21.3 Experimental vs. Quasi-Experimental Designs

To determine whether a particular intervention or treatment causes an observed outcome, it requires more than observing associations—it demands a framework for causal inference.

To address this, researchers rely on two broad classes of research designs: experimental and quasi-experimental. Both aim to estimate causal effects, but they differ significantly in their level of control over the assignment mechanism and the assumptions required for valid inference.

Experimental Design, particularly randomized controlled trials (RCTs), are considered the gold standard for causal inference. By randomly assigning units (e.g., customers, users, regions) to treatment or control groups, these designs eliminate confounding and allow for straightforward interpretation of treatment effects. However, in many business settings, true randomization is costly, impractical, or ethically constrained.

● DATA SHOWN
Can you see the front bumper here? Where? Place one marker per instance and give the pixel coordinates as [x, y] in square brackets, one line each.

● YOUR INSTRUCTIONS
Rewrite the passage on experimental and quasi-experimental designs, starting with "Experimental Design, particularly" and going on through "or ethically constrained.", and swap "gold standard" for "benchmark".

● REPLY TO THE TASK
Experimental Design, particularly randomized controlled trials (RCTs), are considered the benchmark for causal inference. By randomly assigning units (e.g., customers, users, regions) to treatment or control groups, these designs eliminate confounding and allow for straightforward interpretation of treatment effects. However, in many business settings, true randomization is costly, impractical, or ethically constrained.